Written exercise: Locate the line that contains "In this exercise you will annotate the rooftop, setting". Copy it and every following line through the end of the records, exactly, and include nothing else.

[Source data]
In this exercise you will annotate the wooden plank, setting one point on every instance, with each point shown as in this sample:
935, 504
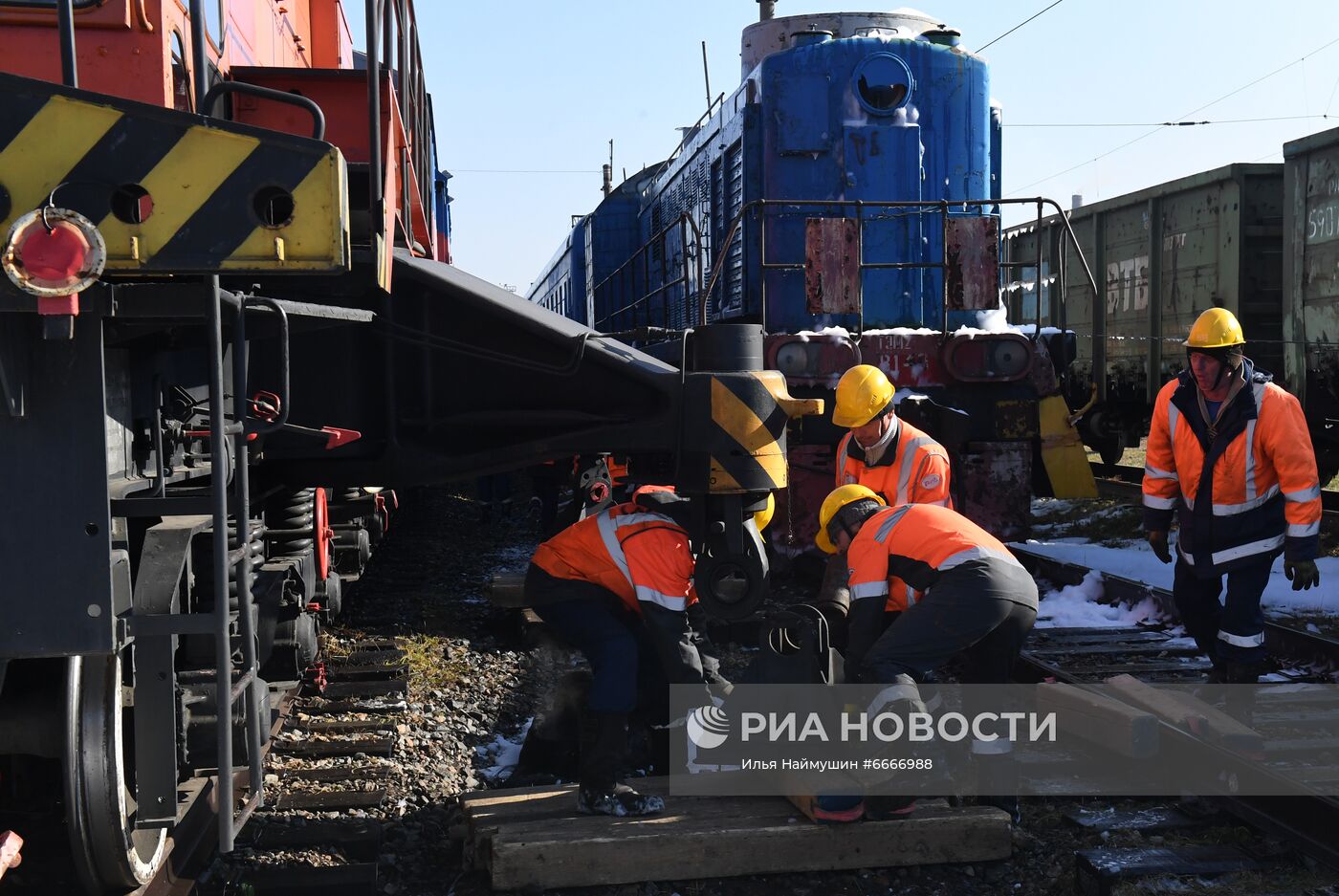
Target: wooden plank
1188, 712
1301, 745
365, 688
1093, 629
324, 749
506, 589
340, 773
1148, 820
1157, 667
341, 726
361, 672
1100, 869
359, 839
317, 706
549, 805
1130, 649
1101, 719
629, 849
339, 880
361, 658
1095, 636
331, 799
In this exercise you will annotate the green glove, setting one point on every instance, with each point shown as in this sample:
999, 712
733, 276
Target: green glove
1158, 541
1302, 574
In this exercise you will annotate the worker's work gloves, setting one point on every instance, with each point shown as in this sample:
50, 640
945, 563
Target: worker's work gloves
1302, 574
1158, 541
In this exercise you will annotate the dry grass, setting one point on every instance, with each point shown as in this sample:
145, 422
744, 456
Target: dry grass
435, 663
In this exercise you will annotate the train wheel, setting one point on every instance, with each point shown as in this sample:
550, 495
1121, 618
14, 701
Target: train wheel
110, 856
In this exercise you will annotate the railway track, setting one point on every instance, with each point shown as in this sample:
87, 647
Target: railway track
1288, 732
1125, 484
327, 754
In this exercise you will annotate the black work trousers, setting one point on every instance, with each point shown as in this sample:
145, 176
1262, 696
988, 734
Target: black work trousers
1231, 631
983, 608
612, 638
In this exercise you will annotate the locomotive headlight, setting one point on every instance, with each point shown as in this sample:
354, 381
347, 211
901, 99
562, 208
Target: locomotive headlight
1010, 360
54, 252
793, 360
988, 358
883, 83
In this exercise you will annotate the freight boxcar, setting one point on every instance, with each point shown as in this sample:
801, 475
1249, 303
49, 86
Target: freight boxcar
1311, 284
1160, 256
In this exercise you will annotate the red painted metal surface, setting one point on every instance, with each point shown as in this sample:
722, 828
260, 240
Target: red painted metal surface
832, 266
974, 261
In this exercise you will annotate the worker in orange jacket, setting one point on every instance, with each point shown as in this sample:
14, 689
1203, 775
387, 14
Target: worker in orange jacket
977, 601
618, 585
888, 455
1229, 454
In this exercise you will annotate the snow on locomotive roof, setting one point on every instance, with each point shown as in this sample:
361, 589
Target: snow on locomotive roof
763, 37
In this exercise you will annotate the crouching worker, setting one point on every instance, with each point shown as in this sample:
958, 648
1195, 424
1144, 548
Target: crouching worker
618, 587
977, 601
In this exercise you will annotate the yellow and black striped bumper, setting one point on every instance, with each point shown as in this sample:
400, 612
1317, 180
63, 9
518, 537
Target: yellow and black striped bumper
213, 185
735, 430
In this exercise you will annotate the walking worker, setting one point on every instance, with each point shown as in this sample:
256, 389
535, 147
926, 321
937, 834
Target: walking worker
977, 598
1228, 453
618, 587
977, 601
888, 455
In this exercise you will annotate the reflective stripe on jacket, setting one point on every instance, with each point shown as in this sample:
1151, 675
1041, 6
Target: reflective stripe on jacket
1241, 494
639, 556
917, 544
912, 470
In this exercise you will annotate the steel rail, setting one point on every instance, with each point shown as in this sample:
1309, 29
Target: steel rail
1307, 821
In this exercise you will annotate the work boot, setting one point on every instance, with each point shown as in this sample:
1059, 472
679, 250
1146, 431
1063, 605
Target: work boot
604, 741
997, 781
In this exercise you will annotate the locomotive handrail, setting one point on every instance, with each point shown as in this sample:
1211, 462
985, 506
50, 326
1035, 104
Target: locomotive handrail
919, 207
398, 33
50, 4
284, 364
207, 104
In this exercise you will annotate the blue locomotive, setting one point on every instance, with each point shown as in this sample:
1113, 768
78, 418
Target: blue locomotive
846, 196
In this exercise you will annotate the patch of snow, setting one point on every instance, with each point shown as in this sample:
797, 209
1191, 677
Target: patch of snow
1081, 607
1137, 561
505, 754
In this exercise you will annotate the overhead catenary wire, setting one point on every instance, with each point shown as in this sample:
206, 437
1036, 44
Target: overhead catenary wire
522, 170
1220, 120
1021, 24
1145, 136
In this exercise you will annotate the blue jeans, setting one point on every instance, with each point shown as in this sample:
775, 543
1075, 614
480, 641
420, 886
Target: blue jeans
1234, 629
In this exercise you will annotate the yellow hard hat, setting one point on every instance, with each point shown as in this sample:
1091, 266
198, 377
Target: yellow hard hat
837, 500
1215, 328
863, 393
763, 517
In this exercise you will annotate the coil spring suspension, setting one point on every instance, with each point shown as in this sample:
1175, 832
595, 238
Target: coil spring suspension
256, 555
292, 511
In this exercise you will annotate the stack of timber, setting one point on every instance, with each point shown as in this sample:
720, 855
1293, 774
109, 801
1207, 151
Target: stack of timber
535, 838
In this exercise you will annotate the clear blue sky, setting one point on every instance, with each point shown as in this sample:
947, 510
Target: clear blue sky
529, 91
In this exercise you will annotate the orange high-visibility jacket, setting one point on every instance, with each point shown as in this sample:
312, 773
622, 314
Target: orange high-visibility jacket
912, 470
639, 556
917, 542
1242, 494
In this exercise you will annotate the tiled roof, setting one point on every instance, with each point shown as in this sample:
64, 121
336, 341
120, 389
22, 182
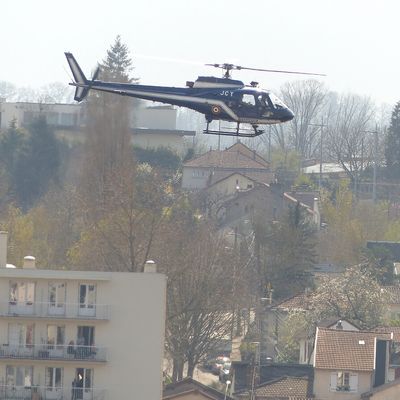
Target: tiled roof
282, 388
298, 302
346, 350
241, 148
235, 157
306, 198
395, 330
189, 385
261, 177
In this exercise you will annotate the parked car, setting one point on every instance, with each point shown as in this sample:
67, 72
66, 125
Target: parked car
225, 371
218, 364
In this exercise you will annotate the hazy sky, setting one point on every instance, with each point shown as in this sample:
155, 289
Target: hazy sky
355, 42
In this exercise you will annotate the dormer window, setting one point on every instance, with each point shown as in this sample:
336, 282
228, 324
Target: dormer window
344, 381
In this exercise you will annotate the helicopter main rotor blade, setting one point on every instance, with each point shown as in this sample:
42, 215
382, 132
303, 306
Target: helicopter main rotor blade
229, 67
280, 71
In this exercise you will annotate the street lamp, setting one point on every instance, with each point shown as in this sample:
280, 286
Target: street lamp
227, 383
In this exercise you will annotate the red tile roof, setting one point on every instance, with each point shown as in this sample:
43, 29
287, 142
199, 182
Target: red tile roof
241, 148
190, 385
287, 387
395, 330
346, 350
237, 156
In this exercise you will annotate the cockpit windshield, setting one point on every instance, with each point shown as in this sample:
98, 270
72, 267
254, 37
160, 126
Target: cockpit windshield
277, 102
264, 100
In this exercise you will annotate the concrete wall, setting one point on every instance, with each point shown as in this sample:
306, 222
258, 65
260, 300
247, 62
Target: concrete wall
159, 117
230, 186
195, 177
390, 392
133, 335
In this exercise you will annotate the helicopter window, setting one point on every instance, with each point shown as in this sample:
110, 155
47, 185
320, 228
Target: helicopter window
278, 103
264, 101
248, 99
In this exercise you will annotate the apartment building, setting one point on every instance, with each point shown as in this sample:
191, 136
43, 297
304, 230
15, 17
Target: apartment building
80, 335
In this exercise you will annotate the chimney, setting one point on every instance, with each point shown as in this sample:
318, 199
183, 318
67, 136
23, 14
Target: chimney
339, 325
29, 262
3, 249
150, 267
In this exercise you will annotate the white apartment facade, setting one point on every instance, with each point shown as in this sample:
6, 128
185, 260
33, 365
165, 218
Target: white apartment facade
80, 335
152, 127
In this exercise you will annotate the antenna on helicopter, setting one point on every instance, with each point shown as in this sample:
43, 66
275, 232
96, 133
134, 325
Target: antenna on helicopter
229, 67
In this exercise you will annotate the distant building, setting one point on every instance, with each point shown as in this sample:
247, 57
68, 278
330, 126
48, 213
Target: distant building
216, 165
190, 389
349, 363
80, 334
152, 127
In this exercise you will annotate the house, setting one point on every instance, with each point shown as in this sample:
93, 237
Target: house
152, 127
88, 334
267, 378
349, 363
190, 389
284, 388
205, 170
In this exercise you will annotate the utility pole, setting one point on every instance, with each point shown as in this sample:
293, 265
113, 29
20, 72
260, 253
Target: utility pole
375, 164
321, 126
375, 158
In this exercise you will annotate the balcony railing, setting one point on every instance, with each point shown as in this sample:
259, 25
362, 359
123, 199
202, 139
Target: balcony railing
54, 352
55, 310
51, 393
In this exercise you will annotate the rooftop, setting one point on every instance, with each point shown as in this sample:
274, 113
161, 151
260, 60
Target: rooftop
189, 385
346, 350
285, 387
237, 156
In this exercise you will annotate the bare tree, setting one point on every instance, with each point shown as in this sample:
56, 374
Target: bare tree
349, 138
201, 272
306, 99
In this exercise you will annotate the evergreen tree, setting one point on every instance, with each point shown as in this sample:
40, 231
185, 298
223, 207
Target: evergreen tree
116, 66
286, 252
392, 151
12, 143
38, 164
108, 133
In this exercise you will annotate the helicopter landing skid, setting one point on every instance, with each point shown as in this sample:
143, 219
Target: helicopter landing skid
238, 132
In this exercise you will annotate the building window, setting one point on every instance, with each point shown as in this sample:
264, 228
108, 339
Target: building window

Answer for the task:
In this exercise you will annotate the rooftop, setting one point on every instance, with each point shown as in this sample:
274, 113
161, 151
260, 60
Target: rooftop
189, 385
346, 350
285, 387
237, 156
In this exercise you will annotate the bare tree, setting one point on every instance, with each point shown as in this sample:
56, 374
Target: bare tree
349, 138
201, 272
306, 99
In this exercise you will annotate the evergreen tree, setting one point on every instance, with each point shown as in this sample:
40, 231
185, 298
223, 207
Target: evergreen tree
116, 66
286, 252
392, 151
12, 143
38, 164
108, 133
In this exercise you will annotate the helicopter landing skid, setting one point on every instance, with each point shown as in this sample:
143, 219
Target: helicopter landing skid
238, 132
In this exercise you will annotate the building window, setting one point on every instance, with each point shown as in this sample:
264, 228
108, 339
Target: building window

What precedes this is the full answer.